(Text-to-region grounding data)
○ ○ ○ ○ ○ ○ ○

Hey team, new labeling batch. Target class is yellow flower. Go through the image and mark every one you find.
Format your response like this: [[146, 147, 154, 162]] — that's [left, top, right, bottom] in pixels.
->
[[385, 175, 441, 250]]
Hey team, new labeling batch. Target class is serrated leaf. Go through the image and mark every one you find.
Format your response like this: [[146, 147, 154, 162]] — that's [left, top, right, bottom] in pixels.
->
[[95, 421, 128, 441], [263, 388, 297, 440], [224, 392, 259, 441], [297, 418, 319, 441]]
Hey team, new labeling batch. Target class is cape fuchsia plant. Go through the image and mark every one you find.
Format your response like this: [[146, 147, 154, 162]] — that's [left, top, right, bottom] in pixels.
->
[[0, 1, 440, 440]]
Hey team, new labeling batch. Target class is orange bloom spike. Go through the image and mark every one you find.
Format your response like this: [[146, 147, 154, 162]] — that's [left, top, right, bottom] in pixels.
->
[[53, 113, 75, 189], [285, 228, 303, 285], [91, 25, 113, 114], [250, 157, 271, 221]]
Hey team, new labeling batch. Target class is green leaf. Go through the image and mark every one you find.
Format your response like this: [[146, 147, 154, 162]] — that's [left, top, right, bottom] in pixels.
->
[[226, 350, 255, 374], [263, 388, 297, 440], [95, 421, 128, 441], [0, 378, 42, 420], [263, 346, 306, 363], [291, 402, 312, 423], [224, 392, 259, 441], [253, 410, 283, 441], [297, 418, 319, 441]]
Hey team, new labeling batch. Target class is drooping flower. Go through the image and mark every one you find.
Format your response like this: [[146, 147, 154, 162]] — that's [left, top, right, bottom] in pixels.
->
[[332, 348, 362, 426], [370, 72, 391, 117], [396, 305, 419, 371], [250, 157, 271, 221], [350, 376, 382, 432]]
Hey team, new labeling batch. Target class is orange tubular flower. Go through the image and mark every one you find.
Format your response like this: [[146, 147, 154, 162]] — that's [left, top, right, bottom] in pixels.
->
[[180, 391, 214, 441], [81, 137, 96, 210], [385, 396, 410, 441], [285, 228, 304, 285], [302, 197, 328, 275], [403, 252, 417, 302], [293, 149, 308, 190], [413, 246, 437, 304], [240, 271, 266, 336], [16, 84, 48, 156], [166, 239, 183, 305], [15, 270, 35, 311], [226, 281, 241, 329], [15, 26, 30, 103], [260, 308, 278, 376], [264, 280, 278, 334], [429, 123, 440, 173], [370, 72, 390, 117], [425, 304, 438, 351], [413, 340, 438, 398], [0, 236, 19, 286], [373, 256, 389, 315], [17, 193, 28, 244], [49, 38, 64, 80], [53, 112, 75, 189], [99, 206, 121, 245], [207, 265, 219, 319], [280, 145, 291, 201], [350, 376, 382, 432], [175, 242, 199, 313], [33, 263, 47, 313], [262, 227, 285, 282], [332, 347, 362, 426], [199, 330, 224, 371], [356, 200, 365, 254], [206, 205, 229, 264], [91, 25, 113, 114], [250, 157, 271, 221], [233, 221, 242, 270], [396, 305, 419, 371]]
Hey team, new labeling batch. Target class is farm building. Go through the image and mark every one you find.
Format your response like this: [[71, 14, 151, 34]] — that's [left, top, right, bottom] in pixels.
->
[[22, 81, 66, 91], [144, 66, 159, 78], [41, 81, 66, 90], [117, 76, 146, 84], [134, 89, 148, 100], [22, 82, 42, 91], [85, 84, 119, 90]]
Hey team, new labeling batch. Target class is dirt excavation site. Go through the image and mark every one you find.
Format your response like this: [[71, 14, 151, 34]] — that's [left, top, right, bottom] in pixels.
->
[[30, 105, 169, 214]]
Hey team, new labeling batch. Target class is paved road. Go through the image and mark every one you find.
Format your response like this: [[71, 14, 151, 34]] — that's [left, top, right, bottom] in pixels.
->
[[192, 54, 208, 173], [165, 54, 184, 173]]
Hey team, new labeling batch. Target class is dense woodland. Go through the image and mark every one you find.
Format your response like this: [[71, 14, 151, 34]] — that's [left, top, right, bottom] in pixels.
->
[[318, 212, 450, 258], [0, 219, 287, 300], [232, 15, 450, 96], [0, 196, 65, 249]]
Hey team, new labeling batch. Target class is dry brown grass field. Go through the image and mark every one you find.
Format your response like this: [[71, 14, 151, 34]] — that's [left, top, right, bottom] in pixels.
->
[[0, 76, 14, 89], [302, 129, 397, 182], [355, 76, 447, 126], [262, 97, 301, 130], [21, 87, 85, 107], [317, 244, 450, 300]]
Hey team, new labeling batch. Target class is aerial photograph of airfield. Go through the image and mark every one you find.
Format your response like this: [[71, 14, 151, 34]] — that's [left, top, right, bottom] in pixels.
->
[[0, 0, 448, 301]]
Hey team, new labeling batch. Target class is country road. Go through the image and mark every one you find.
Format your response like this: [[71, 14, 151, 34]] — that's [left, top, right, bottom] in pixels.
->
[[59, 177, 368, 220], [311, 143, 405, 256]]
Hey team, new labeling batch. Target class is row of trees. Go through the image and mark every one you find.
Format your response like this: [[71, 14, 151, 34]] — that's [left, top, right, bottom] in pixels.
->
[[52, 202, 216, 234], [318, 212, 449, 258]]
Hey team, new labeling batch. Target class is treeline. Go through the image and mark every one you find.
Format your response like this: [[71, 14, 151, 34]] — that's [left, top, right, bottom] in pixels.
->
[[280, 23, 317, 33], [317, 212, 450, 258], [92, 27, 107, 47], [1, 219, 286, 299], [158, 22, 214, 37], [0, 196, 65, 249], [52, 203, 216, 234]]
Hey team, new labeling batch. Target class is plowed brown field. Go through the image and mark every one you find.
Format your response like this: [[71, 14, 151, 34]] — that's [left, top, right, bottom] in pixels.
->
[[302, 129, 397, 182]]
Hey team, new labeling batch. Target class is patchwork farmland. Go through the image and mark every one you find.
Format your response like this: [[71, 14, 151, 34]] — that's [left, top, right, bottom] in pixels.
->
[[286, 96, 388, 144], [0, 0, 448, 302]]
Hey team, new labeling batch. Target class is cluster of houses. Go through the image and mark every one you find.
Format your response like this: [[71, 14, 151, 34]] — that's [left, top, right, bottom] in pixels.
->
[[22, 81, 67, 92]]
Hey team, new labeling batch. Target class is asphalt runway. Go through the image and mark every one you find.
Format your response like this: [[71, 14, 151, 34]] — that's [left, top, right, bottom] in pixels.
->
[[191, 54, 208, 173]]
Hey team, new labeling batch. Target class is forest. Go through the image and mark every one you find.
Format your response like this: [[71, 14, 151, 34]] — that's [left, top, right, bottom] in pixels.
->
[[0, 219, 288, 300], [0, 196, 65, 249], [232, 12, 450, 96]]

○ ○ ○ ○ ○ ○ ○

Send back all of the entries exactly, with nothing missing.

● RESPONSE BOX:
Hey team, new labeling batch. Target class is yellow flower. Go through the image and mark every one you find.
Format your response like this: [[146, 147, 154, 162]] — that's [left, top, right, bottom] in pixels.
->
[[385, 175, 441, 250]]
Hey team, new labeling batch. Target class is serrated leaf. Go through the image and mark every one you find.
Format your response like this: [[146, 147, 154, 162]] — that's [left, top, right, bottom] in pixels.
->
[[95, 421, 128, 441], [263, 388, 297, 440], [224, 392, 259, 441], [297, 418, 319, 441]]
Hey team, new labeling batch. Target class is cape fuchsia plant. Go through the image and mark every one you find.
Format your response like this: [[146, 147, 154, 162]] — that's [left, top, right, bottom] in pixels.
->
[[0, 1, 440, 440]]
Hey team, new labeling batch. Target class is orange bloom spike. Go through the image and mark every one you find.
Format your response like this: [[146, 147, 154, 162]] — that's [left, top, right, bottom] in pixels.
->
[[53, 113, 75, 189], [285, 228, 303, 285], [91, 25, 113, 114], [250, 157, 271, 221]]
Hey team, new labeling batch. Target class is green leaf. Go through the image and mark every one you find.
Format your response like this: [[146, 147, 154, 162]] — that's [left, top, right, bottom] in pixels.
->
[[226, 350, 255, 374], [263, 388, 297, 440], [95, 421, 128, 441], [0, 378, 42, 420], [263, 346, 306, 363], [291, 402, 312, 423], [224, 392, 259, 441], [253, 410, 283, 441], [297, 418, 319, 441]]
Hey team, new labeling batch. Target class is drooping flower. Go through the image and mark every one you find.
Format your response like this: [[146, 147, 154, 162]] — that's [left, top, right, bottom] in pixels.
->
[[332, 348, 362, 426], [370, 72, 391, 117], [396, 305, 419, 371], [250, 157, 271, 221], [350, 376, 382, 432]]
Hey team, new labeling batch. Target class is orange tubular flower. Go through the image and mark every one you find.
Format your response like this: [[146, 147, 154, 162]] — that's [left, top, right, bottom] in pixels.
->
[[180, 391, 214, 441], [81, 137, 96, 210], [385, 396, 410, 441], [285, 228, 304, 285], [302, 197, 328, 275], [403, 252, 417, 302], [293, 149, 308, 190], [413, 246, 437, 304], [240, 271, 266, 336], [16, 84, 48, 156], [166, 239, 183, 305], [15, 270, 35, 311], [226, 281, 241, 329], [15, 26, 30, 103], [260, 308, 278, 376], [264, 280, 278, 334], [429, 123, 440, 173], [370, 72, 390, 117], [425, 304, 438, 351], [413, 340, 438, 398], [0, 236, 19, 286], [373, 256, 389, 315], [17, 193, 28, 244], [49, 38, 64, 80], [53, 112, 75, 189], [99, 206, 121, 245], [207, 265, 219, 319], [280, 145, 291, 201], [350, 376, 382, 432], [175, 242, 199, 313], [33, 263, 47, 313], [262, 227, 285, 282], [332, 347, 362, 426], [199, 330, 224, 371], [356, 200, 365, 254], [206, 205, 229, 264], [91, 25, 113, 114], [250, 157, 271, 221], [233, 221, 242, 270], [396, 305, 419, 371]]
Hey team, new labeling batch. Target class is farm building. Go through the image and mark every one you find.
Format your response like this: [[71, 14, 151, 34]] — that's [left, top, right, bottom] in pixels.
->
[[22, 81, 66, 91], [144, 66, 159, 78], [41, 81, 66, 90], [117, 76, 146, 84], [134, 89, 148, 100], [22, 82, 42, 91], [85, 84, 119, 90]]
Hey team, new labeling batch. Target class is dirt excavation site. Go through the image and mark every one you find.
Format your response like this: [[71, 14, 151, 34]] — that's [left, top, right, bottom] in pixels.
->
[[30, 105, 169, 214]]
Hey team, new labeling batch. Target class is paved road. Go through the image and mark every one you find.
Format your response like this: [[71, 14, 151, 34]] — that's [left, top, right, bottom] in pixels.
->
[[192, 54, 208, 173], [165, 54, 184, 173]]
Hey team, new labeling batch. Target class is dense woodland. Go through the image and mark every one you find.
Format your response like this: [[71, 14, 151, 34]] — that's [left, top, right, bottom] in pixels.
->
[[318, 212, 450, 258], [0, 219, 287, 300], [232, 15, 450, 96], [0, 196, 65, 249]]
Hey team, new labeling batch. Target class is dry brown grass field. Go through the image and mark every one you find.
Format your response like this: [[71, 14, 151, 34]] — that's [left, top, right, bottom] in pixels.
->
[[0, 76, 14, 89], [302, 129, 397, 182], [355, 76, 447, 126], [262, 97, 301, 130], [21, 87, 85, 107], [317, 244, 450, 300]]
Hey team, new labeling batch. Target class is aerial photograph of airfield. Go through the image and mark every one you find.
Format your response like this: [[71, 14, 151, 34]] — that's [left, top, right, bottom] in pixels.
->
[[0, 0, 448, 301]]
Hey team, new labeling batch. Target class is country road. Go through the image and mark every one you find.
Format your response like this: [[71, 14, 151, 34]] — that's [left, top, right, bottom] in pixels.
->
[[59, 177, 368, 220], [311, 143, 405, 256]]
Hey team, new labeling batch. Target class is row of trees. Go through the image and mark every one you find.
Format your response like this: [[71, 14, 151, 34]] — that's [left, top, right, bottom] in pixels.
->
[[52, 202, 216, 234], [318, 212, 449, 258]]
Hey team, new labeling batch. Target class is treeline. Go through the image and mark every one you find.
Format your response like this: [[71, 14, 151, 34]] — that's [left, top, right, bottom] in pixels.
->
[[280, 23, 317, 33], [317, 212, 450, 258], [92, 27, 107, 47], [1, 219, 286, 299], [158, 22, 214, 37], [0, 196, 65, 249], [52, 203, 216, 234]]
Hey team, new labeling batch. Target class is plowed brown field. Go through the image and mark every one you find.
Format your response like this: [[71, 14, 151, 34]] — that's [left, top, right, bottom] in pixels.
->
[[302, 129, 397, 182]]
Hey team, new labeling batch. Target class is patchwork farmland. Go through the image and mark every one you find.
Format your response like this: [[71, 14, 151, 34]] — that's [left, top, right, bottom] in pixels.
->
[[286, 96, 388, 144], [0, 0, 448, 302]]
Hey team, new labeling batch. Target class is cluster of houses. Go through the image and mark every one you find.
Format your response like this: [[71, 14, 151, 34]] — that's [left, top, right, bottom] in pixels.
->
[[22, 81, 67, 92]]
Hey team, new labeling batch. Target class is asphalt runway. Go through the image and mark every one you find.
Format your response like this: [[71, 14, 151, 34]] — that's [left, top, right, bottom] in pixels.
->
[[191, 54, 208, 173]]
Hey team, new labeling batch. Target class is forest. Go through the image and mark every one you find.
Format your response like this: [[71, 14, 151, 34]] — that's [left, top, right, bottom] in pixels.
->
[[0, 219, 288, 300], [0, 196, 65, 249], [232, 12, 450, 96]]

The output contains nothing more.